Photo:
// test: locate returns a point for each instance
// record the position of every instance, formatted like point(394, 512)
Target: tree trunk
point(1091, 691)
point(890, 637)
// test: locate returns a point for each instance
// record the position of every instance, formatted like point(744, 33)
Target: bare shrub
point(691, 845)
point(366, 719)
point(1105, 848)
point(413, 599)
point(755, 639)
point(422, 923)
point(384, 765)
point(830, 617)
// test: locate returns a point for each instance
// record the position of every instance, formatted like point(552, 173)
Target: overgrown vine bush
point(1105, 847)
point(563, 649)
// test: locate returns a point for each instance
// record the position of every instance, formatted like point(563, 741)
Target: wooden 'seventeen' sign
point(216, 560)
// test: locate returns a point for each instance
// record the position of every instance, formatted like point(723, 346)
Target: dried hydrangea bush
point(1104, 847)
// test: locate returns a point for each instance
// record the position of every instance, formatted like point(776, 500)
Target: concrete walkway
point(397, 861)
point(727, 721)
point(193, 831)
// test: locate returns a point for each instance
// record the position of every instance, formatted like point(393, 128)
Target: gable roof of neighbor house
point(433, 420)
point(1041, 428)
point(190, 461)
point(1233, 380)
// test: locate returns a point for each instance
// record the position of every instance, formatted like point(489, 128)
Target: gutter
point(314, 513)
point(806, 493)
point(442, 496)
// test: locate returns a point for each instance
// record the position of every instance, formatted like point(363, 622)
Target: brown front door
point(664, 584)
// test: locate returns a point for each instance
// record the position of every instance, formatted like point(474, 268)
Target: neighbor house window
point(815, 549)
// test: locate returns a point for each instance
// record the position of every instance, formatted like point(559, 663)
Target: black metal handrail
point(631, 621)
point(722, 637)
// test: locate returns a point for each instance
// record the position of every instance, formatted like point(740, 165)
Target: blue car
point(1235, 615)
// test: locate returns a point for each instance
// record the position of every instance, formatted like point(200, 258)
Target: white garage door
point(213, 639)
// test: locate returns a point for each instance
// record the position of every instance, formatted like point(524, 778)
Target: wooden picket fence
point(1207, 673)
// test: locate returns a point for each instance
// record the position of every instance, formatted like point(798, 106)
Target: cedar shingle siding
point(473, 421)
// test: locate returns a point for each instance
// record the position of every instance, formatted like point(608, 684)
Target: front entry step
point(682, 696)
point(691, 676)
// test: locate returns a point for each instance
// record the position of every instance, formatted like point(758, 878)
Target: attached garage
------------------------------------------------------------
» **REQUEST**
Present the material above as a Markdown table with two columns, Row and Line. Number every non-blank line in order and leave out blank lines.

» **SOLUTION TO THIS TASK**
| Row | Line |
|---|---|
| 1 | Photo: |
| 2 | // test: locate returns a point for each instance |
| 3 | // record the position of every instance, formatted like point(394, 512) |
| 4 | Target: tree trunk |
| 5 | point(1091, 691) |
| 6 | point(890, 637) |
| 7 | // test: locate returns a point for each instance |
| 8 | // record the position of every instance, formatted like point(744, 33) |
| 9 | Target: bare shrub |
| 10 | point(691, 845) |
| 11 | point(366, 719) |
| 12 | point(1105, 848) |
| 13 | point(413, 599) |
| 14 | point(755, 639) |
| 15 | point(422, 923) |
| 16 | point(384, 765) |
| 17 | point(830, 617) |
| 18 | // test: locate returns a point for each instance |
| 19 | // record the position of every instance, formatted like point(552, 173) |
| 20 | Target: overgrown vine bush |
| 21 | point(1105, 847) |
| 22 | point(563, 649) |
| 23 | // test: locate returns a point for each instance |
| 24 | // record the position of every instance, formatted like point(563, 741) |
| 25 | Target: wooden 'seventeen' sign |
| 26 | point(216, 560) |
| 27 | // test: locate returns a point for each instance |
| 28 | // record the position of every instance, formatted like point(723, 346) |
| 29 | Target: dried hydrangea bush |
| 30 | point(1104, 847) |
| 31 | // test: locate returns a point for each instance |
| 32 | // record the position of every instance, formatted like point(776, 500) |
| 33 | Target: concrete walkway |
| 34 | point(397, 861) |
| 35 | point(727, 721) |
| 36 | point(193, 831) |
| 37 | // test: locate returns a point for each instance |
| 38 | // record the position of every instance, formatted like point(393, 128) |
| 39 | Target: gable roof of neighbor house |
| 40 | point(433, 420) |
| 41 | point(1041, 428) |
| 42 | point(190, 461) |
| 43 | point(1233, 380) |
| 44 | // test: locate returns a point for each instance |
| 45 | // record the position of every instance, formatted like point(489, 128) |
| 46 | Target: gutter |
| 47 | point(314, 513) |
| 48 | point(806, 493) |
| 49 | point(442, 496) |
| 50 | // test: locate returns a point for each instance |
| 51 | // record the position of every instance, formatted like point(363, 622) |
| 52 | Target: brown front door |
| 53 | point(664, 584) |
| 54 | // test: locate returns a point for each instance |
| 55 | // record the position of every instance, formatted like point(474, 268) |
| 56 | Target: neighbor house window |
| 57 | point(815, 549) |
| 58 | // test: locate returns a point for each instance |
| 59 | // record the position of every instance, formatted like point(559, 663) |
| 60 | Target: black metal handrail |
| 61 | point(631, 621) |
| 62 | point(722, 637) |
| 63 | // test: locate returns a point for each instance |
| 64 | // record the position of every instance, formatted like point(740, 165) |
| 65 | Target: blue car |
| 66 | point(1235, 615) |
| 67 | // test: locate returns a point for each instance |
| 68 | // record the position of every instance, formatted like point(200, 258) |
| 69 | Target: white garage door |
| 70 | point(213, 639) |
| 71 | // test: locate returns a point for each instance |
| 72 | // record the position of every instance, formatted like point(524, 778) |
| 73 | Target: wooden picket fence |
| 74 | point(1207, 673) |
| 75 | // test: locate returns a point for each instance |
| 76 | // record the position of every instance, formatted like point(798, 106) |
| 77 | Target: cedar shingle siding |
| 78 | point(473, 421) |
| 79 | // test: locate returns a point for each instance |
| 80 | // record the position of every instance, formatted like point(608, 684) |
| 81 | Target: front entry step |
| 82 | point(682, 696) |
| 83 | point(691, 676) |
| 84 | // test: locate returns a point for each instance |
| 85 | // record the position of every instance, formatted like point(758, 878) |
| 86 | Target: attached garage |